## Page
>>>>>

Basically I'm trying to draw a mesh (made from verts, normals, and texture coords) in OpenGL, using a display list. The mesh is on .obj format (exported from 3ds max 2013)
The problem is that the mesh is not visible.
To draw the display list I'm just using glCallLists (list, 1);
I have verified that I can draw things to the screen by drawing a point in the center of the screen and that works fine.
Could it be possible that the camera is positioned inside the mesh? If so is there an OpenGL state that I could enable to allow me to see the inside of a set of verts?
I know that the data I have is all valid, verified by printing each vert, normal and texture coord to a file before adding it to the display list, it looks valid.

<<<<<

## Required task 1
Arrange the rows, from the line containing "Spot the long" through the final row, as a Markdown table with the columns Row and Line, skipping blank lines and omitting the pictures.
The post on the invisible OpenGL mesh and the rows that follow were taken from separate sources.

## Extracted material
>>>>>

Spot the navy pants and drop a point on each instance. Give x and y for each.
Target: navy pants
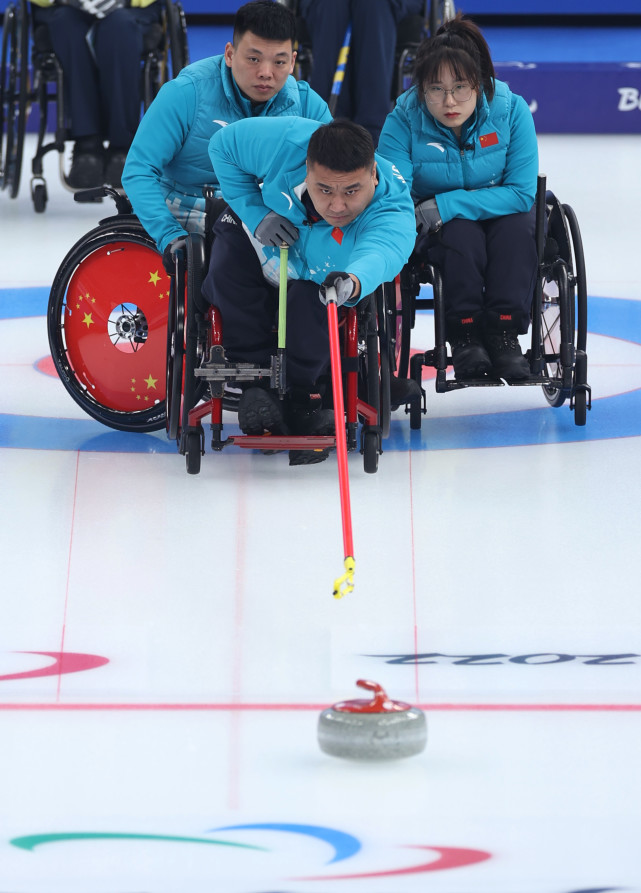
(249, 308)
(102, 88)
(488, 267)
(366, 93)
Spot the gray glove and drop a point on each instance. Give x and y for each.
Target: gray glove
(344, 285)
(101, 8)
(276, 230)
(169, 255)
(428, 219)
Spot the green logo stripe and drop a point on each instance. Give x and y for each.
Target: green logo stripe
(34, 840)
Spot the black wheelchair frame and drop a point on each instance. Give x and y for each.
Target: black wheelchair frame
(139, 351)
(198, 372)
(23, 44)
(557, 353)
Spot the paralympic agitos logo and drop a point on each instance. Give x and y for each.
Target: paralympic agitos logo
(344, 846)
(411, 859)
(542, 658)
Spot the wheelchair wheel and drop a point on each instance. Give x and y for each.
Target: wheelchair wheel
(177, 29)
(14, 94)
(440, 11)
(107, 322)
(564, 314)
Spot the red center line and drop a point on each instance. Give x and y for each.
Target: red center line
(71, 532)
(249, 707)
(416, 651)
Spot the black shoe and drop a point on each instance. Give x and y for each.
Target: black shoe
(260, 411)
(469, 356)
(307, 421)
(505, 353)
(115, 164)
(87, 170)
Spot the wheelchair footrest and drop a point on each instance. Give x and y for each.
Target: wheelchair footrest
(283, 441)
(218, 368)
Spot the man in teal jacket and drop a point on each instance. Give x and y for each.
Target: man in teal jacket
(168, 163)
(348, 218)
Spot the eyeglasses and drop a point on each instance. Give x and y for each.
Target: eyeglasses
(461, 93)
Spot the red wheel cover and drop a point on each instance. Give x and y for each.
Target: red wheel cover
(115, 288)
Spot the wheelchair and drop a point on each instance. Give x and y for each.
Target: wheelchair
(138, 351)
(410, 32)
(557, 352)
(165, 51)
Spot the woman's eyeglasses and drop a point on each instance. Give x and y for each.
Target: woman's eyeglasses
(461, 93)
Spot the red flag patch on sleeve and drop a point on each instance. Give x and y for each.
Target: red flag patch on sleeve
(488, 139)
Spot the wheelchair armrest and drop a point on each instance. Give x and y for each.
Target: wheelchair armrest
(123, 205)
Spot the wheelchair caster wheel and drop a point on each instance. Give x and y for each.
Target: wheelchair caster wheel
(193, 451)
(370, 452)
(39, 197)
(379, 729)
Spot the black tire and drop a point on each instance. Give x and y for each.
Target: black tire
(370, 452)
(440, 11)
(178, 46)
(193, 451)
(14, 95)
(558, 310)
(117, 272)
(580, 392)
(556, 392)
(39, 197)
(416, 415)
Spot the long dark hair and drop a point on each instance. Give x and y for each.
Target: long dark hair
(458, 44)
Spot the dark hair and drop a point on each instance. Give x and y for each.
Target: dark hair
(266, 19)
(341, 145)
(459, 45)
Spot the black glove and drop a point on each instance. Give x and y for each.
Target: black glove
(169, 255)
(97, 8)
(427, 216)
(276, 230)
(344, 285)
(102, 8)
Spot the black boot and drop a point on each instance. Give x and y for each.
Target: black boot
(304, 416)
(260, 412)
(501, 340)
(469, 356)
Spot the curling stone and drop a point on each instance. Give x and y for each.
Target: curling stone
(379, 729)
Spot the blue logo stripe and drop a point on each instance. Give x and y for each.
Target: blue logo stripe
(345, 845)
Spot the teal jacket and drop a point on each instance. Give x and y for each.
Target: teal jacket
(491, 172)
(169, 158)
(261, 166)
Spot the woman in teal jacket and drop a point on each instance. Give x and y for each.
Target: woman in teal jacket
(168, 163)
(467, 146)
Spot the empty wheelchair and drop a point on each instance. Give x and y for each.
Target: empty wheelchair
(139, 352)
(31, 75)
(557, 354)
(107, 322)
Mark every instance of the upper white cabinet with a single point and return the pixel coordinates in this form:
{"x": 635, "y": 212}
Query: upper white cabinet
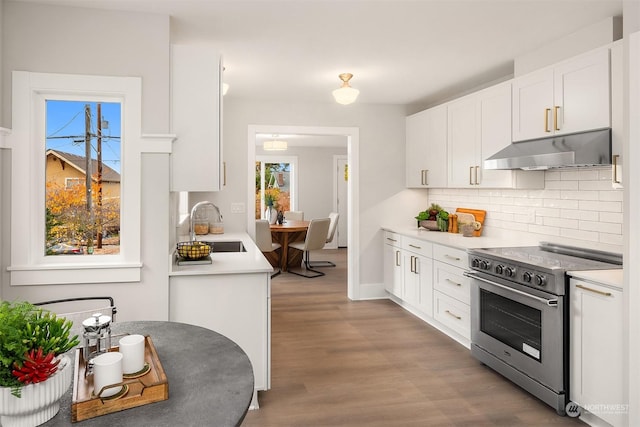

<<<<<

## Required task 2
In the post on the invisible OpenGL mesh, on what basis does the author consider the mesh data valid?

## Written answer 1
| Row | Line |
|---|---|
| 1 | Spot the long dark hair and drop a point on each instance. Give x and y for each. |
| 2 | Target: long dark hair |
| 3 | (458, 44) |
| 4 | Spot the dark hair and drop a point on each instance. Give x and y for each. |
| 5 | Target: dark hair |
| 6 | (266, 19) |
| 7 | (341, 145) |
| 8 | (459, 45) |
| 9 | Spot the black glove and drop a point on each instance. Give x and y for each. |
| 10 | Target: black glove |
| 11 | (169, 255) |
| 12 | (97, 8) |
| 13 | (427, 216) |
| 14 | (276, 230) |
| 15 | (344, 285) |
| 16 | (102, 8) |
| 17 | Spot the black boot and drop a point on each instance. Give x and y for each. |
| 18 | Target: black boot |
| 19 | (304, 416) |
| 20 | (260, 412) |
| 21 | (501, 340) |
| 22 | (469, 356) |
| 23 | Spot the curling stone and drop a point on each instance. Give x and y for each. |
| 24 | Target: curling stone |
| 25 | (379, 729) |
| 26 | Spot the blue logo stripe and drop a point on each instance. Give x and y for each. |
| 27 | Target: blue logo stripe |
| 28 | (345, 845) |
| 29 | Spot the teal jacket and drop a point on each instance. Give x and y for each. |
| 30 | Target: teal jacket |
| 31 | (491, 172) |
| 32 | (169, 158) |
| 33 | (261, 166) |
| 34 | Spot the woman in teal jacket and drop a point on each instance. Give x and y for each. |
| 35 | Target: woman in teal jacket |
| 36 | (168, 163) |
| 37 | (467, 146) |
| 38 | Spot the empty wheelchair and drop a point on each instance. Give x and y for each. |
| 39 | Target: empty wheelchair |
| 40 | (139, 352) |
| 41 | (31, 75) |
| 42 | (557, 354) |
| 43 | (107, 322) |
| 44 | Mark every instance of the upper white cabinet with a single point and return the pixel coordinates in this form: |
| 45 | {"x": 635, "y": 212} |
| 46 | Query: upper white cabinet |

## Written answer 2
The author printed each vertex, normal and texture coordinate to a file before adding it to the display list, and the output looked valid.